» Zu erledigen
Gib aus dem Text über Pinkel-Typen die Passage von „9 Pinkel-Typen und“ bis „einfacher zu haben.“ wortgetreu wieder.

» Auszug
9 Pinkel-Typen und was dies über den Mann aussagt

Ach, wie gut, dass niefrau weiss, was ihr Rumpel mit dem Stilzchen macht. (Bild: Symbolbild: pexels)

Psychiater durchleuchten und untersuchen heutzutage Menschen in solcher Menge und Anzahl, wie es früher das neuartige Röntgengerät tat. Ein bedeutendes Anwendungsgebiet für diese psychologischen Persönlichkeitsauswertungen betrifft jene programmierten Algorithmen, die für Partnersuchseiten ein passendes – oder zumindest nicht abstossendes – Gegenüber herausklüngeln sollen. Dabei wäre zumindest für Frauen vieles einfacher zu haben.

Denn frau müsste sich dazu nur einmal darauf einlassen, die zwar keineswegs falsche, aber halt dann nur schwer in die Realität umzusetzende Überlegung anzustellen, ihren möglichen Partner in spe auf einer öffentlichen Toilette (nur dort sagt ihm nämlich kaum jemand, was er zu tun hat) pinkeln zu sehen. Denn in einer vom Vorkindergarten bis zu fast allen Berufen und Sport- und anderen Clubs geschlechtergemischten Gesellschaft ist die Toilette der letzte männliche Rückzugsort – ganz besonders jene, die den Herren auch noch Pissoirs darbieten.

Ein Wahrheitsinstrument

Liebe Frauen, was würdet ihr alles denken über euer Date oder euren Partner, wenn ihr alles wüsstet? Und ich rede gar nicht davon, was da der eine Mann dem anderen möglicherweise gerade anzüglich zuraunen könnte. Oder auch nicht davon, dass man auf einer Sitztoilette gut hören kann, ob da draussen am Urinal gerade ein Teenager, ein Mittvierziger oder ein Greis pinkelt (der Urinstrahl nimmt wirklich mit den Jahren ab). Und auch nicht darüber, dass ich in einer Toilette auf einem internationalen Flughafen jederzeit ausmachen kann, wer aus einem vorderasiatischen Land kommt, da man(n) in dem Fall meist die «Squat Toilet» bevorzugt. Übrigens ein Beleg für die kulturelle Prägung der Körperhaltung und sogar dafür, dass es sich dabei um erlernte Verhaltensweisen handelt, die damit also ziemlich viel über einen Menschen aussagen.

Denn genauso wie es eine Zeitlang für die Damen gar keine öffentlichen Toilettenhäuschen gab (wie es lange gar keine Verbannung aus der Öffentlichkeit gab; man urinierte lange einfach auf der Strasse) und sie sich also einiges verklemmen mussten, könnten Männer heutzutage sehr wohl auf das Sitzpinkeln umstellen. Wie es ja neu für Frauen auch Urinellas gibt, eine Vorrichtung, die es erlaubt, im Stehen zu pinkeln – um damit den in Studien oft beobachteten Kreislauf zu durchbrechen, dass viele Frauen sich aus Angst vor Bakterien auf den niedergelassenen Gesässring stellen, wodurch dieser natürlich beschmutzt wird und nachfolgende Benutzerinnen erst recht nicht normal sitzend ihr Geschäft verrichten wollen (diesem Zyklus fallen nach neuen Untersuchungen bis zu 80 Prozent der Benutzerinnen zum Opfer, wenn man so sagen will).

» Bereitgestellte Daten
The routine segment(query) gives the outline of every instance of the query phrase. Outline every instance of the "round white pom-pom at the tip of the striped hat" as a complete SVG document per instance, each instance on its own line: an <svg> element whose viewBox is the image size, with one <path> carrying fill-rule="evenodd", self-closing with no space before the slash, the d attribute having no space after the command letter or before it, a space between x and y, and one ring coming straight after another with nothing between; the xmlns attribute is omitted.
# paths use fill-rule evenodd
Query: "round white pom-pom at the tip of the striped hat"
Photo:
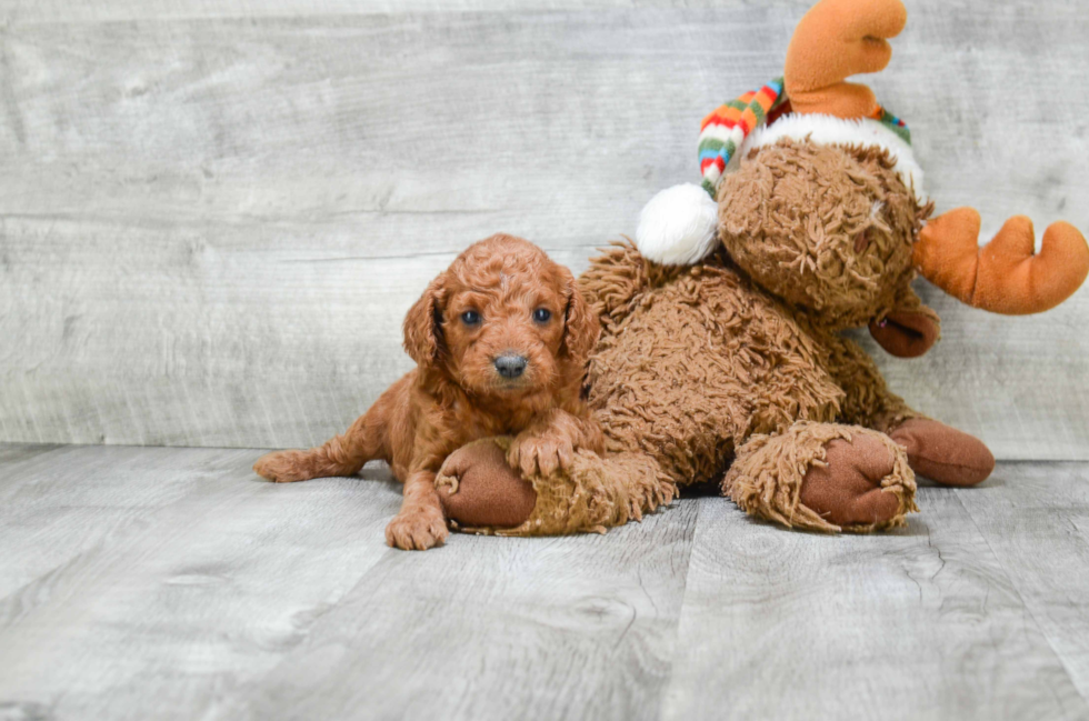
<svg viewBox="0 0 1089 721"><path fill-rule="evenodd" d="M662 190L639 214L636 247L642 257L667 266L688 266L718 244L718 203L699 186Z"/></svg>

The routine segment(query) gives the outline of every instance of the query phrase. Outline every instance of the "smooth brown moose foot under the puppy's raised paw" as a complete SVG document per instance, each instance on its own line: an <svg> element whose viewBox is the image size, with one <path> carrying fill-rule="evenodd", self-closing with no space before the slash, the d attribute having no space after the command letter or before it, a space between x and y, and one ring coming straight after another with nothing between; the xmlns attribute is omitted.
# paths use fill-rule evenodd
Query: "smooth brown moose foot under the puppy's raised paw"
<svg viewBox="0 0 1089 721"><path fill-rule="evenodd" d="M537 491L507 463L503 449L487 440L451 453L434 479L447 518L464 528L516 528L537 505Z"/></svg>

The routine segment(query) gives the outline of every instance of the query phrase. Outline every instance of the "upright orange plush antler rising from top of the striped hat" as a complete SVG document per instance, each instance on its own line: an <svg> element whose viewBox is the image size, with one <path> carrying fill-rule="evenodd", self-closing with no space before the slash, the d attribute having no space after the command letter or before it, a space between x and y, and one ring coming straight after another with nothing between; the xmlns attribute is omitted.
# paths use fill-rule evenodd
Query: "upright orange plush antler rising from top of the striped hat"
<svg viewBox="0 0 1089 721"><path fill-rule="evenodd" d="M878 110L873 91L843 82L889 64L887 42L903 30L908 11L900 0L821 0L798 23L783 73L795 112L869 118Z"/></svg>

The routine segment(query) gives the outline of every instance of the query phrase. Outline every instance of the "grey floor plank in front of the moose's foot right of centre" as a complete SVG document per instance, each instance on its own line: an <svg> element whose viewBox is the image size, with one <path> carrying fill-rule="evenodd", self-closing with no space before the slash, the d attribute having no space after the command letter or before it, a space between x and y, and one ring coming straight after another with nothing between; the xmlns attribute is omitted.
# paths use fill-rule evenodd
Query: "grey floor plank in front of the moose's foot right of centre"
<svg viewBox="0 0 1089 721"><path fill-rule="evenodd" d="M706 501L662 718L1089 717L1010 559L961 505L977 492L921 489L907 529L862 537L785 533ZM1052 527L1036 528L1042 552Z"/></svg>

» Antwort folgt
9 Pinkel-Typen und was dies über den Mann aussagt

Ach, wie gut, dass niefrau weiss, was ihr Rumpel mit dem Stilzchen macht. (Bild: Symbolbild: pexels)

Psychiater durchleuchten und untersuchen heutzutage Menschen in solcher Menge und Anzahl, wie es früher das neuartige Röntgengerät tat. Ein bedeutendes Anwendungsgebiet für diese psychologischen Persönlichkeitsauswertungen betrifft jene programmierten Algorithmen, die für Partnersuchseiten ein passendes – oder zumindest nicht abstossendes – Gegenüber herausklüngeln sollen. Dabei wäre zumindest für Frauen vieles einfacher zu haben.